= Task to carry out =
From the first line to the last, print the data exactly as written.

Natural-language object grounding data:
*** Block opens ***
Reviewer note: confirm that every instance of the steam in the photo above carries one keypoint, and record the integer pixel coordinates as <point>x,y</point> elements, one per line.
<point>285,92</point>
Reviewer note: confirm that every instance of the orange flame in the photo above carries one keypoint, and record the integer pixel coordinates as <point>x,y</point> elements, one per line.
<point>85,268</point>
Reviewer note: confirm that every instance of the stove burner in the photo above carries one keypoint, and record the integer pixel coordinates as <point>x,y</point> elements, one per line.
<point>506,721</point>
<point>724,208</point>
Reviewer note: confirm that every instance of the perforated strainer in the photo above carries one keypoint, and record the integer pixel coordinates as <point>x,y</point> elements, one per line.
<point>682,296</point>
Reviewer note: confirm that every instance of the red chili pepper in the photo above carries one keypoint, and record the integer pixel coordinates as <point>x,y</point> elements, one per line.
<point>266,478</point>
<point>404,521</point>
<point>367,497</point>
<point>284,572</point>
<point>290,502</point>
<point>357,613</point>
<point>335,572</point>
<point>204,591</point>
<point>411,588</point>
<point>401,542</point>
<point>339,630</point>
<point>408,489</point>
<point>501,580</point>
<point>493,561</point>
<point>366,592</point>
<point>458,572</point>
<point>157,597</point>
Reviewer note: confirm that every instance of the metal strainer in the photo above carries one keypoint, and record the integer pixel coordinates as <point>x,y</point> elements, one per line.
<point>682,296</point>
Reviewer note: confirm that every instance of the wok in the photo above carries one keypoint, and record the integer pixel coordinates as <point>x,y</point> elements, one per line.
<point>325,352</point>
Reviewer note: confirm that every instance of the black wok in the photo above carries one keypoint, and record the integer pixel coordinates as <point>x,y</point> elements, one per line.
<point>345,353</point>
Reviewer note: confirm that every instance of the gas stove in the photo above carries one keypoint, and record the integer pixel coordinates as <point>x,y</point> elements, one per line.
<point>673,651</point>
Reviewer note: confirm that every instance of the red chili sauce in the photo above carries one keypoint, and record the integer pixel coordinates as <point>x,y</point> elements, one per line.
*** Block closes ***
= Solution below =
Reviewer note: confirm that every instance of the steam in the photo above carries one keypoint, and record the integer pixel coordinates as <point>x,y</point> elements, one per line.
<point>285,92</point>
Reviewer note: confirm that every instance of the orange flame in the photo above carries one keypoint, and record the integer pixel coordinates as <point>x,y</point> elements, one per line.
<point>85,268</point>
Reviewer note: confirm that every instance of the stove burner in the photo above carries one keypoint, and record the integer pixel coordinates as <point>x,y</point> elements, one per line.
<point>506,721</point>
<point>724,208</point>
Reviewer note: confirm that every instance of the perforated strainer in the photo above carries one keypoint, and record the integer pixel coordinates as <point>x,y</point> elements, one per line.
<point>682,296</point>
Reviewer note: confirm that every instance of the red chili pepper in the photo above carries one keypoint, and record the integer pixel coordinates as <point>x,y</point> elements, one per line.
<point>266,478</point>
<point>404,521</point>
<point>367,497</point>
<point>284,572</point>
<point>290,502</point>
<point>357,613</point>
<point>335,572</point>
<point>204,591</point>
<point>411,588</point>
<point>401,542</point>
<point>339,630</point>
<point>408,489</point>
<point>501,580</point>
<point>493,561</point>
<point>366,592</point>
<point>458,572</point>
<point>157,597</point>
Reviewer note: confirm that every instance of the metal strainer in the photo above carries one keypoint, and record the integer pixel coordinates as <point>x,y</point> elements, one per line.
<point>682,296</point>
Reviewer note: confirm that every instance of the wok in the photo above carries one keypoint, and record the integer pixel coordinates as <point>x,y</point> elements, one per line.
<point>325,352</point>
Reviewer note: confirm that every instance of the black wok in the photo above carries one keypoint, and record the integer pixel coordinates as <point>x,y</point> elements, one per line.
<point>345,353</point>
Reviewer note: confirm that every instance of the gas stove in the photo above carries one keypoint, and record the integer pixel coordinates as <point>x,y</point> elements, one per line.
<point>673,651</point>
Reviewer note: confirm that every instance of the red chili sauce in the photo above carries one keypoint, and record the integer pixel coordinates as <point>x,y</point> elements, one per line.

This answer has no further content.